#### PROVA TU
Puoi trascrivere per intero, parola per parola, il brano sulle rotazioni tra titoli growth e value?

#### ESTRATTO DELLA PAGINA
In realtà le attuali oscillazioni tra titoli growth e value sono in atto dal bottom del marzo 2020, quando la pandemia di COVID-19 aveva comportato la chiusura delle economie globali. Ed era stato coniato il termine Reflation Trade per descrivere le rotazioni a volte rapide dagli investimenti growth ai value.
La testimonianza al Senato da parte di Powell martedì scorso ha dato la sensazione che gli aumenti dei tassi Fed potrebbero arrivare già nel primo semestre del 2022.
Interessante però che non ci sia stata una rotazione ovvia dai titoli Tech verso i settori sensibili al ciclo economico. Venerdì, nonostante i finanziari siano crollati dell’1,63% sulla giornata, i tech sono scesi solo dello 0,03% in più.
Inoltre, su base settimanale, il settore Tech è sceso dello 0,5%, mentre i servizi di comunicazione sono crollati del 3,21% ed i finanziari hanno registrato -5,28% nello stesso periodo.

[Dati estratti da una raccolta]
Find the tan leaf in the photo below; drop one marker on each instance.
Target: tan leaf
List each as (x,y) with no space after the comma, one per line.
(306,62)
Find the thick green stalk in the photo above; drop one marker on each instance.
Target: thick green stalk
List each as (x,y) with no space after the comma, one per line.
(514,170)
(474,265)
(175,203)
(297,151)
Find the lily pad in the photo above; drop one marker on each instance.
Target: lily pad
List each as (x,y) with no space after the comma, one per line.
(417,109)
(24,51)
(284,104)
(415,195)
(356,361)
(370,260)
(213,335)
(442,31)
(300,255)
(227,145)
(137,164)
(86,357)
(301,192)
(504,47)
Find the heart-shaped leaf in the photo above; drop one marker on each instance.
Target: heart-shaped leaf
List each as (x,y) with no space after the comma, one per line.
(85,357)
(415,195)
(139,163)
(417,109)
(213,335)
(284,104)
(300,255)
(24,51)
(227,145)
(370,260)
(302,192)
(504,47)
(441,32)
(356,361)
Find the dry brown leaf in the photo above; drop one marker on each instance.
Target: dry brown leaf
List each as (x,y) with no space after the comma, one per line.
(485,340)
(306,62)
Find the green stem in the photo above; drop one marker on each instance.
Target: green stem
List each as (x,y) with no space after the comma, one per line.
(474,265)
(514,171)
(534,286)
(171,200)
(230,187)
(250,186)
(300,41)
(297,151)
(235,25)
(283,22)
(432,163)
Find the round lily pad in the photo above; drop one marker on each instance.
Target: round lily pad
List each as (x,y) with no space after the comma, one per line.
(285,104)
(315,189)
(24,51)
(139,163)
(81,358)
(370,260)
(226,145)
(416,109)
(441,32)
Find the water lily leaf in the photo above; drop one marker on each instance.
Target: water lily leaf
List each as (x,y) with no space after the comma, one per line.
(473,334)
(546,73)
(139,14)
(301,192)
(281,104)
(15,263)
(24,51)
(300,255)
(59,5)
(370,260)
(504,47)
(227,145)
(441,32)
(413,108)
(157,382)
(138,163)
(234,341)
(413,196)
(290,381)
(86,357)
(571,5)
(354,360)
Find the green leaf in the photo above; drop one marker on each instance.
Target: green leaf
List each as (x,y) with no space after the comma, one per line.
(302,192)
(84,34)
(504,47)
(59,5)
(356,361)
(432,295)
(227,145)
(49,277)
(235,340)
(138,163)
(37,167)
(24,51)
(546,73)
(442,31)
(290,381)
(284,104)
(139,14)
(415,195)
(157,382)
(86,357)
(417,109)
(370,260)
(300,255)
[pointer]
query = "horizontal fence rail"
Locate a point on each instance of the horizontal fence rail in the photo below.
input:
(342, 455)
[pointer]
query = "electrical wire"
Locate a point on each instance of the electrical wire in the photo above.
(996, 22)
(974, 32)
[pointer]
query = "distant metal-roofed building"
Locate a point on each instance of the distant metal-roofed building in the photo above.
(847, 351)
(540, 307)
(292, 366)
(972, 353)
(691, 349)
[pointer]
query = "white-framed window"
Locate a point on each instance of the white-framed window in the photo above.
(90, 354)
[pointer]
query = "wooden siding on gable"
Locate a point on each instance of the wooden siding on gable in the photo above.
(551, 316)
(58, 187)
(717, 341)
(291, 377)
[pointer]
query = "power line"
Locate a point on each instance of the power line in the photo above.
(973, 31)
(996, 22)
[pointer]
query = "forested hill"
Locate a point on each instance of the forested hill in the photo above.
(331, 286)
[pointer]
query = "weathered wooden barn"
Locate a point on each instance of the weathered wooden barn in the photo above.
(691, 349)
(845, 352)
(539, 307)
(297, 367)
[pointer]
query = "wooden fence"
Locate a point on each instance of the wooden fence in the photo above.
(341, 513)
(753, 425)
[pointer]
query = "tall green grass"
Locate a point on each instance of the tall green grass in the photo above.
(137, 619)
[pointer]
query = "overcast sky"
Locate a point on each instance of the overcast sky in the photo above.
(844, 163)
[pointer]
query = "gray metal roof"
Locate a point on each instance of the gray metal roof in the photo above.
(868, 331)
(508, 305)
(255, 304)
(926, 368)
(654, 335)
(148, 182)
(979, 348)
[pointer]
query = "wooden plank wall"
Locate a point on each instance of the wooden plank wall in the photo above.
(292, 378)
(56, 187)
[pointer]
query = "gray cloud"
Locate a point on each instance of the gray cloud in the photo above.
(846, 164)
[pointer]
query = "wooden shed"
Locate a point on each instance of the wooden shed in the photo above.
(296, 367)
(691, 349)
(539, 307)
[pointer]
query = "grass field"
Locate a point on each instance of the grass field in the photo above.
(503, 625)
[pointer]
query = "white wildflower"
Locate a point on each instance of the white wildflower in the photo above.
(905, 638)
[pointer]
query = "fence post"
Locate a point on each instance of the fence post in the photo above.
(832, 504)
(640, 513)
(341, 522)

#### RISPOSTA
In realtà le attuali oscillazioni tra titoli growth e value sono in atto dal bottom del marzo 2020, quando la pandemia di COVID-19 aveva comportato la chiusura delle economie globali. Ed era stato coniato il termine Reflation Trade per descrivere le rotazioni a volte rapide dagli investimenti growth ai value.
La testimonianza al Senato da parte di Powell martedì scorso ha dato la sensazione che gli aumenti dei tassi Fed potrebbero arrivare già nel primo semestre del 2022.
Interessante però che non ci sia stata una rotazione ovvia dai titoli Tech verso i settori sensibili al ciclo economico. Venerdì, nonostante i finanziari siano crollati dell’1,63% sulla giornata, i tech sono scesi solo dello 0,03% in più.
Inoltre, su base settimanale, il settore Tech è sceso dello 0,5%, mentre i servizi di comunicazione sono crollati del 3,21% ed i finanziari hanno registrato -5,28% nello stesso periodo.